■ Task to complete
Copy out the text below on surface plasmon resonance sensors for biomolecular chirality word for word, from its title through its final sentence.

■ Study text
* * * * * * * * *
Surface Plasmon Resonance Sensors for Biomolecular Chirality

A chiral object, i.e., one that is distinguishable from its mirror image, interacts differently with photons of left-hand (+) and right-hand (-) circular polarizations. The difference in the absorption part is known as circular dichroism ( CD), which is usually observed for biomolecules with one or more chiral centers and is widely used to probe their molecular stereometry. Such probing has an increasingly broad importance for biomedical and pharmacological fields due to synthesis/separation/detection of homochiral species, biological role of chiral organization, and structural response to environmental conditions and enantiomeric drugs. Recent theoretical and experimental works demonstrated that the CD signal from chiral organic molecules could appear in the plasmonic band when they are coupled with plasmonic particles. Here report an intriguing case in which non-chiral plasmonic nanoparticles are surrounded by a monolayer of DNA molecules that have chirality arising from its helix structure and individual nucleobases. We identify gold/silver core/shell nanocubes as most effective by providing a giant, 2 orders of magnitude CD enhancement in a near-visible region, while DNA's native CD signal appears at much higher energy. The discovered phenomenon opens novel opportunities in ultrasensitive probing of biomolecules and for novel optical nanomaterials based on the chiral elements.
* * * * * * * * *
■ Information shown
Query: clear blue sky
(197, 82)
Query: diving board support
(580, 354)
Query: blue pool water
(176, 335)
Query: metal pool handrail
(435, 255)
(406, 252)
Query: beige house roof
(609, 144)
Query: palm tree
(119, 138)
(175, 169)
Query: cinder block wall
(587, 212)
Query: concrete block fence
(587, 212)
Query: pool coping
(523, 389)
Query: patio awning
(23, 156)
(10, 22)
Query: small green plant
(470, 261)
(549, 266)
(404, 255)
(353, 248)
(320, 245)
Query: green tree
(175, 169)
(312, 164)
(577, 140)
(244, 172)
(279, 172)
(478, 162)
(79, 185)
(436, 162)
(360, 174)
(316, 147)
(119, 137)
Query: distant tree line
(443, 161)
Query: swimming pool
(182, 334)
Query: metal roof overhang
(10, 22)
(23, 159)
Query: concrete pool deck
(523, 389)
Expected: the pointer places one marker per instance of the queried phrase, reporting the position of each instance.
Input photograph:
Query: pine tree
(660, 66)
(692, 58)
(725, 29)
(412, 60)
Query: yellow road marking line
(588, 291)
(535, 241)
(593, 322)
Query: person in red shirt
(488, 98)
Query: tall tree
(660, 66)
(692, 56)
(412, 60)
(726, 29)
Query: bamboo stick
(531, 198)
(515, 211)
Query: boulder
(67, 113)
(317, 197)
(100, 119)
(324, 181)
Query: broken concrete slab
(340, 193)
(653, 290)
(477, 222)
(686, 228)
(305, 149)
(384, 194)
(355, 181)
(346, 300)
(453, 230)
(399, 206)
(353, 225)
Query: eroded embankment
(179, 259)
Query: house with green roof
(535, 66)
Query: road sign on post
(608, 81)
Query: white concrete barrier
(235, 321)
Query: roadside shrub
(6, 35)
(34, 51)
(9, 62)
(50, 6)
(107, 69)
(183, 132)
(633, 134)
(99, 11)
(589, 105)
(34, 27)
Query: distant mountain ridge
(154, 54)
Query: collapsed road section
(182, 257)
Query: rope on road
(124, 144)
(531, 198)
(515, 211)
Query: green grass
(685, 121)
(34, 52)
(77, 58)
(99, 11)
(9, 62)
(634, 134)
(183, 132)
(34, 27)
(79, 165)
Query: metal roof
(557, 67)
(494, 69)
* * * * * * * * *
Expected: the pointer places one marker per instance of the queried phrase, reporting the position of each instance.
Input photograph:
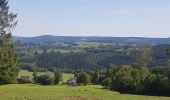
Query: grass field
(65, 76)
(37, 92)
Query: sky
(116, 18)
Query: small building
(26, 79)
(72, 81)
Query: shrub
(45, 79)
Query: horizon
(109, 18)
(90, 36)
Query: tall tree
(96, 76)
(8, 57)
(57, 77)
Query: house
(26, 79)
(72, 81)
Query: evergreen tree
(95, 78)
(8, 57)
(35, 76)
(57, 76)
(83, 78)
* * * * * * * * *
■ Expected output
Surface Plasmon Resonance Sensors for Biomolecular Chirality

A chiral object, i.e., one that is distinguishable from its mirror image, interacts differently with photons of left-hand (+) and right-hand (-) circular polarizations. The difference in the absorption part is known as circular dichroism ( CD), which is usually observed for biomolecules with one or more chiral centers and is widely used to probe their molecular stereometry. Such probing has an increasingly broad importance for biomedical and pharmacological fields due to synthesis/separation/detection of homochiral species, biological role of chiral organization, and structural response to environmental conditions and enantiomeric drugs. Recent theoretical and experimental works demonstrated that the CD signal from chiral organic molecules could appear in the plasmonic band when they are coupled with plasmonic particles. Here report an intriguing case in which non-chiral plasmonic nanoparticles are surrounded by a monolayer of DNA molecules that have chirality arising from its helix structure and individual nucleobases. We identify gold/silver core/shell nanocubes as most effective by providing a giant, 2 orders of magnitude CD enhancement in a near-visible region, while DNA's native CD signal appears at much higher energy. The discovered phenomenon opens novel opportunities in ultrasensitive probing of biomolecules and for novel optical nanomaterials based on the chiral elements.